> [Job 1]
Answer these questions from the cinnamon bun post:
(a) On which morning did the writer make the buns?
(b) At what temperature, and for how long, are the buns baked?
(c) How much cinnamon goes into the filling?

> [Provided text]
_____

Thursday, December 8, 2011

A "Devil"icious Breakfast

Awhile ago I teared out a recipe for make from scratch Cinnamon Buns from a Familycircle magazine, but haven't gotten around to use it or try it out. When my family was in town I thought that there would be no better time than when they're hear to make them. So I bought all the ingredients and ended up making them on Thanksgiving morning. I think this is going to be an AJ Zickefoose tradition for Thanksgiving morning. Why you ask? Because they came out SO stinkin' good, thus the title of the blog. :D They were so good that I just have to share it with you, because you will NOT be disappointed if you make these. I have faith that you can make them taste just as good as I made them.

Classic Cinnamon Buns

Makes 12 buns (I got more like 16-17 out of them)
Prep 20 minutes
Rise 2 1/4 hours
Bake at 350F for 40 minutes

Ingredients:
1 cup of milk
1 envelope active dry yeast
1/4 cup warm water
3 Tb granulated sugar
2 large eggs
1/4 cup (1/2 stick) unsalted butter, melted
4 1/2 to 5 cups all-purpose flour
1/2 Tsp salt

Filling
1/2 cup (1 stick) unsalted butter, softened
1/4 cup granulated sugar
1 cup pacled light-brown sugar
1 Tb cinnamon
1 cup coarsely chopped pecans

Glaze
2 cups confectioners' sugar
1 to 3 Tb milk

1)Heat milk in a small saucepan over medium heat untili it just begins to boil. Remove from heat and let stand until cooled to room temp.

_____

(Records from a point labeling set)
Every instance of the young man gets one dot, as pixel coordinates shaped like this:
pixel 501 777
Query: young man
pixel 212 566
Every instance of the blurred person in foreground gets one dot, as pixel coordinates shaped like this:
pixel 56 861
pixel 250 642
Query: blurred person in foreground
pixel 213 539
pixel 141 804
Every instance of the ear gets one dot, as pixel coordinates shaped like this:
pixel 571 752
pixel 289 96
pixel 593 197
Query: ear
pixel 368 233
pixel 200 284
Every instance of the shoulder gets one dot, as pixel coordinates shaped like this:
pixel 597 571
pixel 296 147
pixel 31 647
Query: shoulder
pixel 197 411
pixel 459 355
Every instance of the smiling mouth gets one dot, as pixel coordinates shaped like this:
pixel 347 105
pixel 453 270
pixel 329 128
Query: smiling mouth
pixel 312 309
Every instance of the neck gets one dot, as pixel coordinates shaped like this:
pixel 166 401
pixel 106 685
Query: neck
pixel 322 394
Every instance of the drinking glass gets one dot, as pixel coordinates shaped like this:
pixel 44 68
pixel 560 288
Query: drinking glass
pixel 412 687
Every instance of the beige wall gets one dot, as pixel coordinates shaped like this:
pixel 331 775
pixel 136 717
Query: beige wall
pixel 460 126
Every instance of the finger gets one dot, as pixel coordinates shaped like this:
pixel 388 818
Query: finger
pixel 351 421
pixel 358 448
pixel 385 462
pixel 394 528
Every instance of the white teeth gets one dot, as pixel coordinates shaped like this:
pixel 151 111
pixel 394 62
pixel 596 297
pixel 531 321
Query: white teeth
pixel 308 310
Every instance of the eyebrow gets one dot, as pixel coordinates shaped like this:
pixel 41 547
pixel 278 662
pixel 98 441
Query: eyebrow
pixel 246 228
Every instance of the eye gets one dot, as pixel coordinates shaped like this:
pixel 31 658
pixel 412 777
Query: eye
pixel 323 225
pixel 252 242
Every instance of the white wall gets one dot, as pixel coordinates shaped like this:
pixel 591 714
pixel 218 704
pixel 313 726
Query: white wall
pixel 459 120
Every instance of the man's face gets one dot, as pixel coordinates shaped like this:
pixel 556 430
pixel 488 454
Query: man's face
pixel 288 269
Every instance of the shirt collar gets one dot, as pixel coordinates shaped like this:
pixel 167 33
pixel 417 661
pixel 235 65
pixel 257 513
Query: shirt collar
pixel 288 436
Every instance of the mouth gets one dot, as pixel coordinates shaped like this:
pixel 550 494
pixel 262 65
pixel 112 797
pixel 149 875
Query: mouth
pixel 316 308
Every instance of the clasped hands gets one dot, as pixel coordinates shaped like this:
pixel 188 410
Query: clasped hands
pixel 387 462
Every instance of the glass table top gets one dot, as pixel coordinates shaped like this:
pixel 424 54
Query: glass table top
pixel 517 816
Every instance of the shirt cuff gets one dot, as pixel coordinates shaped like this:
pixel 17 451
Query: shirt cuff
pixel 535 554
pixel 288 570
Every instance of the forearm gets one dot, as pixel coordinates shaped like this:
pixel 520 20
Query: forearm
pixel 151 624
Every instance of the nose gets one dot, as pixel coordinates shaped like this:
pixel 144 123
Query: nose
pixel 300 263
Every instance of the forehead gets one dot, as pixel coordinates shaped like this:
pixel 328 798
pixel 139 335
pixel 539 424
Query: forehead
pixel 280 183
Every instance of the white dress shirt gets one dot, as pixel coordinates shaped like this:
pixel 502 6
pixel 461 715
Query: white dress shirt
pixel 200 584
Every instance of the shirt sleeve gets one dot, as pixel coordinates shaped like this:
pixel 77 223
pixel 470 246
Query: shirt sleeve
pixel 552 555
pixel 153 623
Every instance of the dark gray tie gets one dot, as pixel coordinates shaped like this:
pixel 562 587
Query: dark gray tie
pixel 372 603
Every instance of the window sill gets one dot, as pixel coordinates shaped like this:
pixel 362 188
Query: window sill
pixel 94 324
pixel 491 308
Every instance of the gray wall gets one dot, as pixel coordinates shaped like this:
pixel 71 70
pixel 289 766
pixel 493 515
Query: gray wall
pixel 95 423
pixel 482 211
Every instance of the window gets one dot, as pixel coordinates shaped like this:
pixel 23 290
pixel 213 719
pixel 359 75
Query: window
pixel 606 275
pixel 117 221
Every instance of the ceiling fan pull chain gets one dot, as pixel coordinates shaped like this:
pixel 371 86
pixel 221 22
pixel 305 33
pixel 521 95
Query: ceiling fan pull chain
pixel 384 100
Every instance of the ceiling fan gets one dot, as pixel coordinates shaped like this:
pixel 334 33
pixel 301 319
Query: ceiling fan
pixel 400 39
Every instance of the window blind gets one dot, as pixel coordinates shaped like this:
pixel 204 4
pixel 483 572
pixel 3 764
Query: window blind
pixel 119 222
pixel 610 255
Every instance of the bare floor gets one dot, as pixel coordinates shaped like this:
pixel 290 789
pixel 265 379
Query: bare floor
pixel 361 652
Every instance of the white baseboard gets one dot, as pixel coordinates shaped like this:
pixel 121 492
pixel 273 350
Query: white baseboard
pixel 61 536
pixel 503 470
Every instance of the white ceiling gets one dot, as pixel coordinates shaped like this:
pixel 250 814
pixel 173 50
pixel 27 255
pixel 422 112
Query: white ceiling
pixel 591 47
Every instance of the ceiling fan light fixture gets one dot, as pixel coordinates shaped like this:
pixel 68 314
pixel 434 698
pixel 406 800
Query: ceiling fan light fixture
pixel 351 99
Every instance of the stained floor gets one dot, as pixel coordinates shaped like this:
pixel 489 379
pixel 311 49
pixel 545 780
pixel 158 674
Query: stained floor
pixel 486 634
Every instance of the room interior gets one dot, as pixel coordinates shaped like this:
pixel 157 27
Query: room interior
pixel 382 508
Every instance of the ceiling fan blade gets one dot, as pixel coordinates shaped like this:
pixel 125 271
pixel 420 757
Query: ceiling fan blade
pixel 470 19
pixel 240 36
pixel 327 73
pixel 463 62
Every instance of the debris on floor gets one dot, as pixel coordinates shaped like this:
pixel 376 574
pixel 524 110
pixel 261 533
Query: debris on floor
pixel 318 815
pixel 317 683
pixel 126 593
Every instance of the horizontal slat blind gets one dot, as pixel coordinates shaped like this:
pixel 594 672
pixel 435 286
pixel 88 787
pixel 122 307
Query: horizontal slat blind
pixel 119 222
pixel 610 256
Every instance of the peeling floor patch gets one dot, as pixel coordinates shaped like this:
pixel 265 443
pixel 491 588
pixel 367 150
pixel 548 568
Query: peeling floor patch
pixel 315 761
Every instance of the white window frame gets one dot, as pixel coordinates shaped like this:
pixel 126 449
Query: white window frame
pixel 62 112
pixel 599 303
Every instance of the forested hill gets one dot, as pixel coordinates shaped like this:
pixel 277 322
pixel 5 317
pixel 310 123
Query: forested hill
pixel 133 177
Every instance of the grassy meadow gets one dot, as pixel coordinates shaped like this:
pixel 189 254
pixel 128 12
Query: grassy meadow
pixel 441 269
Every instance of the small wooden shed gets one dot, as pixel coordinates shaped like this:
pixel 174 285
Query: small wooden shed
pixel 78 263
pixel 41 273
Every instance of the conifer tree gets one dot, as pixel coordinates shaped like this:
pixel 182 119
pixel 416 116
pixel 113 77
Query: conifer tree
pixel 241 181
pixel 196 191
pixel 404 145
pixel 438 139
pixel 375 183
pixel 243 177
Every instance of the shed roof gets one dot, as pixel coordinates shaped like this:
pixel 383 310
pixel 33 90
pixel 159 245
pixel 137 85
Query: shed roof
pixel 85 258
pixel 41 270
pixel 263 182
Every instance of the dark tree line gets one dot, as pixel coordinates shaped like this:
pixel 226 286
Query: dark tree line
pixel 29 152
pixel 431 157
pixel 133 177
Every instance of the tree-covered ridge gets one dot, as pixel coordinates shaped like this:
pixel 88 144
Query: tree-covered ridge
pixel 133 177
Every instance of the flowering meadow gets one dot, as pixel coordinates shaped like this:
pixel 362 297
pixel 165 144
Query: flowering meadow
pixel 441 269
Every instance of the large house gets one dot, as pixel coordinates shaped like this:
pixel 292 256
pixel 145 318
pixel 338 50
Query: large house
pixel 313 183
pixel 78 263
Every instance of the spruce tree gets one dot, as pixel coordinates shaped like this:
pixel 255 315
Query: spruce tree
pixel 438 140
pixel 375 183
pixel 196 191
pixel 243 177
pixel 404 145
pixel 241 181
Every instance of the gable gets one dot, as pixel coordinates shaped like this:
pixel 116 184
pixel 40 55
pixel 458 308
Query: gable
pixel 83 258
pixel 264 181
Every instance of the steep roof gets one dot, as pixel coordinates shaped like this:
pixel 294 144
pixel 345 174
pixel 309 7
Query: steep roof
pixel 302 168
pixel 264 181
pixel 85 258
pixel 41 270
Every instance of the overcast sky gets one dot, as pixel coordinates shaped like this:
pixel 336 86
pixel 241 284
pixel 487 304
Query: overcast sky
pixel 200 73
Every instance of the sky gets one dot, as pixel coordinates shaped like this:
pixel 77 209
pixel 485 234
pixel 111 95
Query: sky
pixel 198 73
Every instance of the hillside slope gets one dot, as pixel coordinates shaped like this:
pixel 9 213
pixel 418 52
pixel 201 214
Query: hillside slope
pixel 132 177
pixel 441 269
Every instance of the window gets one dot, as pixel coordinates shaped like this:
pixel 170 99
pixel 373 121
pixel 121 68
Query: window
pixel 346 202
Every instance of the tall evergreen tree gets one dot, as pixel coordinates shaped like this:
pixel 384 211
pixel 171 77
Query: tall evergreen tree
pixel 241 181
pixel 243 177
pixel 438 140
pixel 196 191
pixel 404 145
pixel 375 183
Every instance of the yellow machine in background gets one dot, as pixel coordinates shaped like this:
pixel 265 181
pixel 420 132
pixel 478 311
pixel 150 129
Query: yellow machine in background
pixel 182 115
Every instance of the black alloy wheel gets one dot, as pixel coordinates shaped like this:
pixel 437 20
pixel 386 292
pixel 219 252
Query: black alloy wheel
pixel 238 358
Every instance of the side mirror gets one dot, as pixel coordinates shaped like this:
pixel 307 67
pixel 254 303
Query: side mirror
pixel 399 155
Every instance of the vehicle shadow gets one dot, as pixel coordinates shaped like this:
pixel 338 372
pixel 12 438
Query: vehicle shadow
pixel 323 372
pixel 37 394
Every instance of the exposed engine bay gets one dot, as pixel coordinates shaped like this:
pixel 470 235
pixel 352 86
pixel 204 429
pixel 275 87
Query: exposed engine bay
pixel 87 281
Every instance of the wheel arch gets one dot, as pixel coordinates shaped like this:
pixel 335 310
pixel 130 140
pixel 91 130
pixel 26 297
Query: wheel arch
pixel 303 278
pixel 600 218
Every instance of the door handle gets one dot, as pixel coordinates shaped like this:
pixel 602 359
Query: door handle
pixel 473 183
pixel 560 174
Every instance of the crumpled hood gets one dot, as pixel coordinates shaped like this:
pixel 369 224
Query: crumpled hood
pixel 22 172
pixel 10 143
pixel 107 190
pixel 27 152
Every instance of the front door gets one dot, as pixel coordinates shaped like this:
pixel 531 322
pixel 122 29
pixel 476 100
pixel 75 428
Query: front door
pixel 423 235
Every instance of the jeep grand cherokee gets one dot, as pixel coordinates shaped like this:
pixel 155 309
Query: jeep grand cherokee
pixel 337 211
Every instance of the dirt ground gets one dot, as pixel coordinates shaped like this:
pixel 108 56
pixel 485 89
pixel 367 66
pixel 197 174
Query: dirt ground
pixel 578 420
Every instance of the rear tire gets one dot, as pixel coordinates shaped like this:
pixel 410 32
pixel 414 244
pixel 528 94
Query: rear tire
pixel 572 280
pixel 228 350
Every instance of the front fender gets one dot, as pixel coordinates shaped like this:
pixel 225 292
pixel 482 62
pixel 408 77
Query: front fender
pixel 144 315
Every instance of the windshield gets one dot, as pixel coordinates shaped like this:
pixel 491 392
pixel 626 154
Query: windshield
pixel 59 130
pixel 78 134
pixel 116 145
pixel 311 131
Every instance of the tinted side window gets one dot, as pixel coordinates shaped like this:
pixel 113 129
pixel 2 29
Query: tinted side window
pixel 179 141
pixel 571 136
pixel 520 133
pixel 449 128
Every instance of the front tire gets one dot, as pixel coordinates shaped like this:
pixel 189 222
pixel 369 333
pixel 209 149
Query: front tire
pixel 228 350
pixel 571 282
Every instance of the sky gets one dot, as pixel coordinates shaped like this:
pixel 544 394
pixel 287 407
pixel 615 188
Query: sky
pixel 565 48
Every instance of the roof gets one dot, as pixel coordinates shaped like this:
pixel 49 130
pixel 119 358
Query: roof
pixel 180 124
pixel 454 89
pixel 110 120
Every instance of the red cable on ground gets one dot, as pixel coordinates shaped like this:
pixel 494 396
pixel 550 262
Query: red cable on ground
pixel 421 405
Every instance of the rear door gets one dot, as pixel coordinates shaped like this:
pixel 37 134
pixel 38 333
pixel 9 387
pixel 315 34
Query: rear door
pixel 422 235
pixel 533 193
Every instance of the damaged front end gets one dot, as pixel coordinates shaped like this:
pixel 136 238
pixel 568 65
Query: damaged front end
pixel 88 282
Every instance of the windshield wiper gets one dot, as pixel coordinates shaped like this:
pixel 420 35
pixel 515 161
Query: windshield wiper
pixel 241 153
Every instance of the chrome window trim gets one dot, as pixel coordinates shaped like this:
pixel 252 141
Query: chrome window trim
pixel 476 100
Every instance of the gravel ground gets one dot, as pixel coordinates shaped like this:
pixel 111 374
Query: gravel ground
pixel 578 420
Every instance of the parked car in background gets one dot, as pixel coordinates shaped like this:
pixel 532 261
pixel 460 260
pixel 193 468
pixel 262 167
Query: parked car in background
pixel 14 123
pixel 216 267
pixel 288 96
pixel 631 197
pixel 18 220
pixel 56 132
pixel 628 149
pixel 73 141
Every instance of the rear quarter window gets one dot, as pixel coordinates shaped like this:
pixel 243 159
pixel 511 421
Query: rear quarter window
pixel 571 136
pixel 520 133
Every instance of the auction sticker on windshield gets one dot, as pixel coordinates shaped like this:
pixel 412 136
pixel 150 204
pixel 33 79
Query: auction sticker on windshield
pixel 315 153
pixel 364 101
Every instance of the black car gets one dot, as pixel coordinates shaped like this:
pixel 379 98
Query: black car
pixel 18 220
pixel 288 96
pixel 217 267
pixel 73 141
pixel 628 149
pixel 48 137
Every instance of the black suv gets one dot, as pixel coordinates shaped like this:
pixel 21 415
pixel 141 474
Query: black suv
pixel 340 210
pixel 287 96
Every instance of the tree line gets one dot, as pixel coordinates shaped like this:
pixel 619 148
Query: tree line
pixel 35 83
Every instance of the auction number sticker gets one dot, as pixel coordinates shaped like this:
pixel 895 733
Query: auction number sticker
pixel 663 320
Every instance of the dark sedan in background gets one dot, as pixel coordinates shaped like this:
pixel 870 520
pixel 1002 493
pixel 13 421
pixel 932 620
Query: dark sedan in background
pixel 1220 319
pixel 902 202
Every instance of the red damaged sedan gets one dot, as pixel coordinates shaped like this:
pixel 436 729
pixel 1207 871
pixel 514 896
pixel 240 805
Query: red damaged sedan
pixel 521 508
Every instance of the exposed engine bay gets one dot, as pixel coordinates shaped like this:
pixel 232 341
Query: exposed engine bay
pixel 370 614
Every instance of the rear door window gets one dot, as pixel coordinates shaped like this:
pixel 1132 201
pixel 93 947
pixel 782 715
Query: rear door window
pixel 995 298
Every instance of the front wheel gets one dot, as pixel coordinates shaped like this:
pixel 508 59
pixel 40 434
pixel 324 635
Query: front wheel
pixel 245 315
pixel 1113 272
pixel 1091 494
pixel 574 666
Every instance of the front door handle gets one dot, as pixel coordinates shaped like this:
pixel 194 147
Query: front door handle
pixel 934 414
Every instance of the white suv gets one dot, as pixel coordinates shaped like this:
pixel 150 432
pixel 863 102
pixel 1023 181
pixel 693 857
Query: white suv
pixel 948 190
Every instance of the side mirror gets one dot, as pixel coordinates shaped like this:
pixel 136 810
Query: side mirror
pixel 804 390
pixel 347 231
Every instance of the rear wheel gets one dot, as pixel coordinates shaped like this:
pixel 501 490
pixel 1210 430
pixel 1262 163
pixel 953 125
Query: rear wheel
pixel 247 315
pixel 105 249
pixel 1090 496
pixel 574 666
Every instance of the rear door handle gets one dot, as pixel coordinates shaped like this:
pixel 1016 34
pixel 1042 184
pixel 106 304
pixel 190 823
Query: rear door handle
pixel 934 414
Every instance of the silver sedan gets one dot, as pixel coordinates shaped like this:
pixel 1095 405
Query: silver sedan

_____

> [Job 2]
In the records, copy everything from the line containing "Every instance of the grassy" down to the line containing "pixel 41 273", including both of those lines.

> [Correct result 1]
(a) Thanksgiving morning
(b) At 350F for 40 minutes
(c) 1 Tb

> [Correct result 2]
Every instance of the grassy meadow gets one dot, as pixel coordinates shaped like this:
pixel 189 254
pixel 128 12
Query: grassy meadow
pixel 441 269
Every instance of the small wooden shed gets one dot, as pixel coordinates shaped like this:
pixel 174 285
Query: small wooden shed
pixel 78 263
pixel 41 273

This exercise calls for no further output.